Scan the records below for the line with "Target: shoe sole" and the line with "Target: dog's wiry beard". Repeat those two lines and every line between them exactly, and nothing else.

─── Records for this exercise

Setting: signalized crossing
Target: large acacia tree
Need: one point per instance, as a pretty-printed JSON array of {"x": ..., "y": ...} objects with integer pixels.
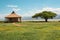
[{"x": 45, "y": 15}]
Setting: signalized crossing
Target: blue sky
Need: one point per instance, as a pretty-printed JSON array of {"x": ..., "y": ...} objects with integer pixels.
[{"x": 28, "y": 7}]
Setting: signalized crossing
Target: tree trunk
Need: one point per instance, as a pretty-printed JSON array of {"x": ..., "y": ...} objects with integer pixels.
[{"x": 46, "y": 20}]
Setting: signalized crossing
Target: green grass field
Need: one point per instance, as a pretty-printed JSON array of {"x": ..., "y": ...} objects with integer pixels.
[{"x": 30, "y": 31}]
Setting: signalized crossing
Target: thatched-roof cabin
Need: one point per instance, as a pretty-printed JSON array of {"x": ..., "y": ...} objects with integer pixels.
[{"x": 13, "y": 17}]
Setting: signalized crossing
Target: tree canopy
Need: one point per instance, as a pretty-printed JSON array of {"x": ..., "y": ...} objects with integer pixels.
[{"x": 45, "y": 15}]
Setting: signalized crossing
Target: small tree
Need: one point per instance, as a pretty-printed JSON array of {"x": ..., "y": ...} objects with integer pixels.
[{"x": 45, "y": 15}]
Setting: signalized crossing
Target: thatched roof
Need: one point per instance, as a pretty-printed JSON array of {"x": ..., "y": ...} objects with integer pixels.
[{"x": 13, "y": 14}]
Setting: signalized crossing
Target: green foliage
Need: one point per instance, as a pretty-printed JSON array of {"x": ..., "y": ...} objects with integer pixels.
[{"x": 30, "y": 31}]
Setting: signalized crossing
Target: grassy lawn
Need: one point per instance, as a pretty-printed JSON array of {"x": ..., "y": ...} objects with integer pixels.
[{"x": 30, "y": 31}]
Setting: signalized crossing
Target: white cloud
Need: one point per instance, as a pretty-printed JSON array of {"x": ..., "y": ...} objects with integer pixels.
[{"x": 14, "y": 7}]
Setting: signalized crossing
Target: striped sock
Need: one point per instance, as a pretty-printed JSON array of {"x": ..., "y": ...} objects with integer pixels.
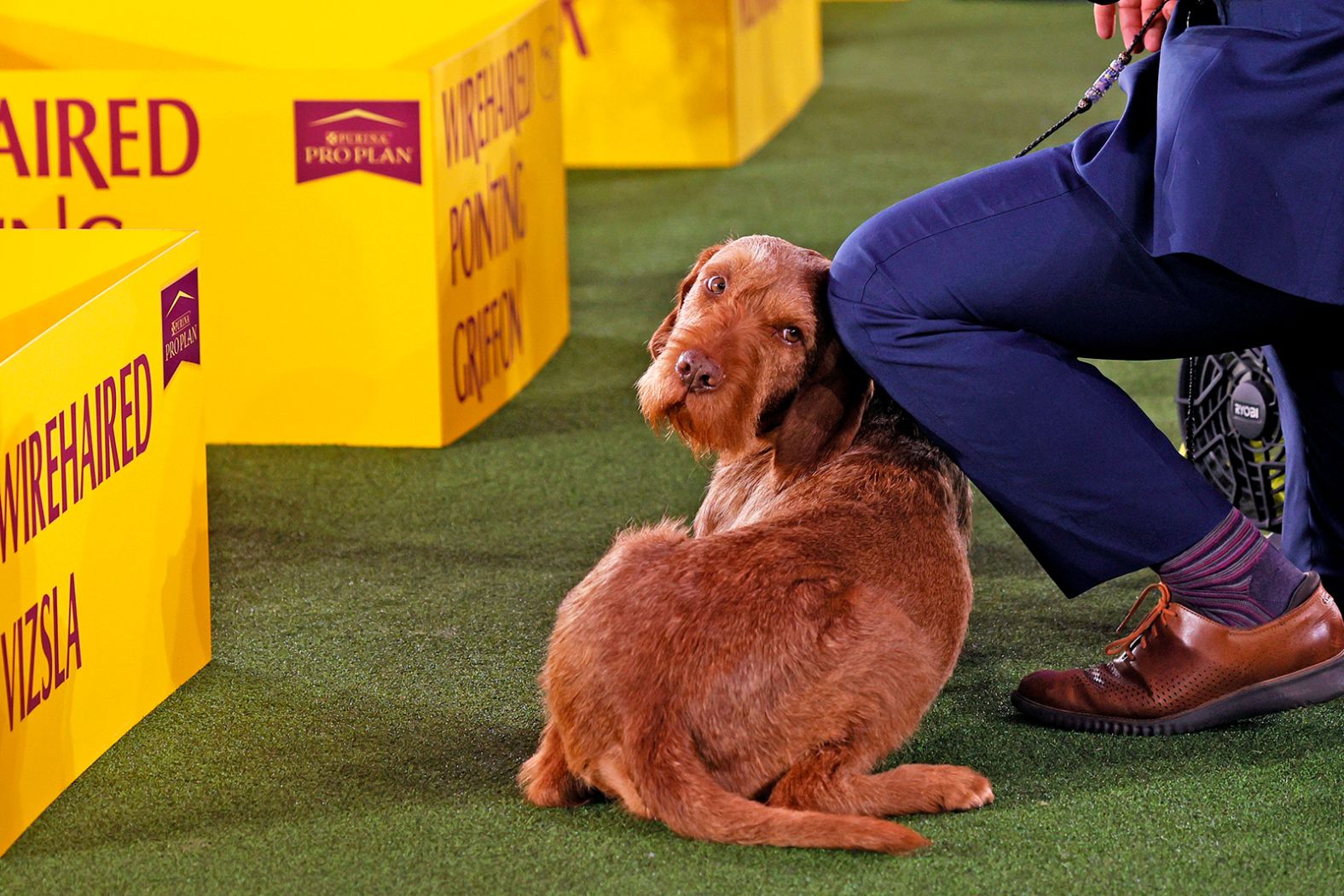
[{"x": 1232, "y": 575}]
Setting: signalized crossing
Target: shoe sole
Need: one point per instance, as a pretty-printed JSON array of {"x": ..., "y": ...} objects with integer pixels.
[{"x": 1306, "y": 688}]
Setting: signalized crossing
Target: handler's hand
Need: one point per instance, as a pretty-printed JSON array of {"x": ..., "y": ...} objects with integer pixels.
[{"x": 1132, "y": 16}]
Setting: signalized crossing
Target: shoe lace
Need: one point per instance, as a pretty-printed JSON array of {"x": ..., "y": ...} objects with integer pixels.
[{"x": 1140, "y": 633}]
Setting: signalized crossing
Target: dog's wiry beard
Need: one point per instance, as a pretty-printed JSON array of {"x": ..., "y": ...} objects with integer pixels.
[{"x": 723, "y": 422}]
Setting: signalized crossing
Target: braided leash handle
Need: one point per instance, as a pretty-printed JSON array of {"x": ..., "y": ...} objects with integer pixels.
[{"x": 1105, "y": 82}]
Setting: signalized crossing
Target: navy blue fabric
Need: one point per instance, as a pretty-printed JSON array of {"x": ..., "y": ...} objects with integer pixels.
[
  {"x": 970, "y": 305},
  {"x": 1231, "y": 142}
]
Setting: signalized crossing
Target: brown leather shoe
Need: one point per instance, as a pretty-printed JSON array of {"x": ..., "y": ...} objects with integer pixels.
[{"x": 1182, "y": 672}]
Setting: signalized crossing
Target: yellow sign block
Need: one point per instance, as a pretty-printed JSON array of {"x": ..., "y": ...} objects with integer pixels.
[
  {"x": 383, "y": 211},
  {"x": 104, "y": 562},
  {"x": 672, "y": 84}
]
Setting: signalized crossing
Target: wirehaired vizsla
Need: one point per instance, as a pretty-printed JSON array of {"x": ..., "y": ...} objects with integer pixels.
[{"x": 739, "y": 681}]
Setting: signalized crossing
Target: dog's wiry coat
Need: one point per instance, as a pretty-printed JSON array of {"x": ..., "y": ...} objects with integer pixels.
[{"x": 739, "y": 681}]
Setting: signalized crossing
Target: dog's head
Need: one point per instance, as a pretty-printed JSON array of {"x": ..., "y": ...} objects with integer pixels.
[{"x": 749, "y": 357}]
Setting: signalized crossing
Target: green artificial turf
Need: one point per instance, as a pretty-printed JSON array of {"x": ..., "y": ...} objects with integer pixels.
[{"x": 380, "y": 614}]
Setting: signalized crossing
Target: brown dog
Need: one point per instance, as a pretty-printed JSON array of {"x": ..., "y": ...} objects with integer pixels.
[{"x": 741, "y": 684}]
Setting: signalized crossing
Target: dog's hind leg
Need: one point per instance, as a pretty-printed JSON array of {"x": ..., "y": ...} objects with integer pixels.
[
  {"x": 830, "y": 781},
  {"x": 546, "y": 778}
]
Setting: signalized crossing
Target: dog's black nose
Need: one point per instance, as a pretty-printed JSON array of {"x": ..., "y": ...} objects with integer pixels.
[{"x": 698, "y": 373}]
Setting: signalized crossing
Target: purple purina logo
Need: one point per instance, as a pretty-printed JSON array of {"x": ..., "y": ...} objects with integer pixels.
[
  {"x": 380, "y": 137},
  {"x": 182, "y": 322}
]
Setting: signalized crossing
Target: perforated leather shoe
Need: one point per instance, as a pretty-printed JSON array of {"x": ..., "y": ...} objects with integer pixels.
[{"x": 1180, "y": 672}]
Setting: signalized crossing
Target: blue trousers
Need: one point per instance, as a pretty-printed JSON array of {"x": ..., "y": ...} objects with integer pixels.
[{"x": 970, "y": 305}]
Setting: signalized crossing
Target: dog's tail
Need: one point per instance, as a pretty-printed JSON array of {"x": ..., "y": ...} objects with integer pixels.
[{"x": 678, "y": 790}]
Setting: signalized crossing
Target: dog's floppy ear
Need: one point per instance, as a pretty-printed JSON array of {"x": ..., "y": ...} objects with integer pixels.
[
  {"x": 824, "y": 415},
  {"x": 660, "y": 336}
]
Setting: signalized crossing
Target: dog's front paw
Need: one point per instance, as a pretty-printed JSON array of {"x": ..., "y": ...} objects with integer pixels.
[{"x": 957, "y": 788}]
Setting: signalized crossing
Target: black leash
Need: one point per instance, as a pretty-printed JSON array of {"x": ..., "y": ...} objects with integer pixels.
[{"x": 1101, "y": 85}]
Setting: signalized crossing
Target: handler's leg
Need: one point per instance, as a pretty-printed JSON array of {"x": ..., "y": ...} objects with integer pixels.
[
  {"x": 1311, "y": 396},
  {"x": 970, "y": 305}
]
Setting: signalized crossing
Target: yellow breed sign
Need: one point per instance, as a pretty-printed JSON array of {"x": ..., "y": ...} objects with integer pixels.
[
  {"x": 684, "y": 82},
  {"x": 383, "y": 214},
  {"x": 104, "y": 564}
]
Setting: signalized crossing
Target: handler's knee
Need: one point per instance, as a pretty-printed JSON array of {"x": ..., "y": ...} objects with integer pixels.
[{"x": 867, "y": 294}]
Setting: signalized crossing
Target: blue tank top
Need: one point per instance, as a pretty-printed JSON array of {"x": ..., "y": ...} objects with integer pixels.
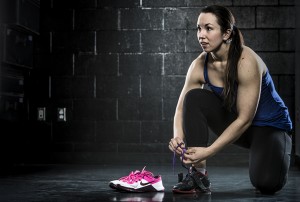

──────

• Reply
Target: shoe sole
Need: one point per instance, as a pretty-printed JSON array of {"x": ..., "y": ...} objects with integer pixels.
[{"x": 1306, "y": 688}]
Setting: signalized crossing
Target: handler's hand
Need: one point per instance, as a pretty-printed JSON array of {"x": ..., "y": ...} objects with integer pixels.
[{"x": 1132, "y": 16}]
Setting: signalized crossing
Target: shoe lace
Need: one point per instance, as a pretty-printed JSON array of {"x": ..., "y": ...} objects with integer pixels.
[{"x": 1140, "y": 633}]
Setting: signalized crossing
Target: dog's wiry beard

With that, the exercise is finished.